## WHAT TO DO
a) In the business relocation passage, what is named as one of the toughest transitions when moving to a new location?
b) Write the next part of the business relocation passage, picking up after its final sentence.

═══ DOCUMENT PASSAGE ═══

The Considerable Expenses

Whether you are moving your company or setting up an extra location, the expenses need to be factored in as early as possible. Let’s face it, there are so many additional fees that come with setting up a new location, and this can weigh heavily on our business bank account. Even from the perspective of an entrepreneur who has to go where the work is, for example, in the construction industry, the various components that have to be moved or hired while on the go, like crane hire, raw materials, as well as the localized contractors, can add up to more than you originally thought. It is a necessary expense, but when you take into account all of these small, preliminary costs, especially when you are undertaking the essential “recce’s” at the beginning of the process, you are essentially building up a new business from scratch each and every time. As far as fine-tuning your entrepreneurial skills are concerned, there is no better way, but it costs a lot of money to get these operations set up.

Utilizing The Right Workforce

Building on the idea that it is like setting up a new business each and every time, this is something that we have to give careful consideration to because if we are setting up a new location or starting again, we have to think about the differences between our old location and our new one. One of the toughest transitions is the cultural barrier. Even if you’re moving 100 miles away, which isn’t far in the grand scheme of things, you’re always going to be met with some sort of conflict in a cultural sense. This is compounded even more if you move overseas. So when it comes to utilizing the workforce appropriately, you have to ensure you have a handle on their attitudes and ethics.

This is why so many people take advantage of remote working. When setting up a network of employees scattered across the globe, it’s cheaper to have people work out of their home, but this means putting a lot of faith in their abilities. As a result, there can be a lot of teething problems. When you are setting up a new location, is it better for you to have trusted employees go to that location so they can set a precedent and baseline in which your new employees can operate? While there is demand for a product in a certain area, you’ve still got these considerable hurdles to overcome to ensure that the product reaches the target market. There may be a need for this product in a statistical sense, but if we don’t have those necessary soft skills as well as the ability to recapture the essence of our business in a new location, it could be all done for nothing.

═══ GIVEN MATERIAL ═══

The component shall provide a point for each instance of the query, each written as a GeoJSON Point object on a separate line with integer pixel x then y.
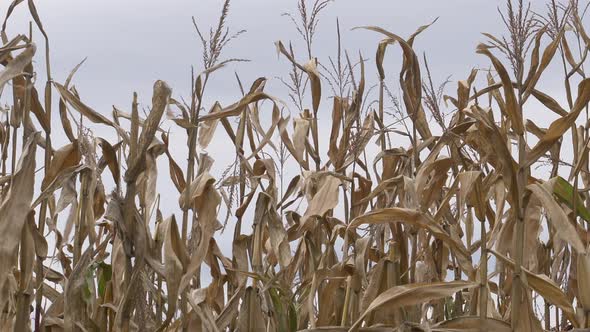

═══

## EXERCISE RESULTS
a) The cultural barrier.

b)
The Personal Toll

“Going where the work is” is a way of life for many people. After all, this is how they earn their living. But from the perspective of an outsider looking at this existence, isn’t this quite a lonely way to be? Personally speaking, the life of living in and out of suitcases and dealing with never-ending meetings in hotels soon loses its shine. But now, with telecommunication, is there any need to venture to the other side of the planet for long stretches? It depends on your clients. Some prefer the hands-on approach, but there’s got to be a limit. While there is undeniable evidence on the effects of excessive travel on our health, we have to pay lip service to the essence of work-life balance. Yes, it’s an incredibly over communicated ideal, but for the very simple reason that it’s important to everybody.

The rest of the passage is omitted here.